Begin Stored data
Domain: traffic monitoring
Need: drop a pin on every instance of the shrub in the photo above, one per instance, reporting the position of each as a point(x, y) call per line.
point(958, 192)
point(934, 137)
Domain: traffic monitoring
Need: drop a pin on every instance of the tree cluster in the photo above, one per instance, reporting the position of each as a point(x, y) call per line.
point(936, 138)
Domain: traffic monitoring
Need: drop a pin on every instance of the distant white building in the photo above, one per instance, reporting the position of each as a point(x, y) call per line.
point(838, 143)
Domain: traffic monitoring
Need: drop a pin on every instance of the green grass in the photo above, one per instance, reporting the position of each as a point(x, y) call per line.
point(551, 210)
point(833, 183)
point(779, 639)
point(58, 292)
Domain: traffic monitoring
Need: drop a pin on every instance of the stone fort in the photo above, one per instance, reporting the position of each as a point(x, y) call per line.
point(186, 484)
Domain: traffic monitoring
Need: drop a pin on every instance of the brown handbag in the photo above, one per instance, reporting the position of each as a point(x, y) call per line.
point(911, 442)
End Stored data
▶ _Objective_
Reproduce all six entries above word for word, keeping every line, including each point line, unchanged.

▶ _Result of this task_
Domain: traffic monitoring
Need: drop a pin on every instance of the shrub in the photo above, one per instance, reporting the position of each as a point(x, y) call per line.
point(958, 192)
point(934, 137)
Domain: traffic monitoring
Need: drop a pin on every instance of the tree cluster in the photo above, one per instance, reporting the position of each as a point(x, y) call per line.
point(936, 138)
Domain: traffic monitoring
Need: drop a pin on every instance of the distant white building in the photo above, one per instance, reporting the position of each as a point(x, y) call per line.
point(838, 143)
Domain: traffic monitoring
Need: drop a pin on every instance of the green grass in the photo above, one per instance, reporting the position of each as a point(x, y) call per line.
point(551, 210)
point(833, 183)
point(779, 639)
point(58, 292)
Domain: traffic monitoring
Need: drop a pin on every instance of the stone fort in the photo above, one per instance, reporting the position of each as a point(x, y) call per line.
point(186, 484)
Domain: traffic monitoring
Need: drop a pin on every instance of the brown handbag in the photo above, one per instance, reporting the position of each as a point(x, y) call per line.
point(911, 442)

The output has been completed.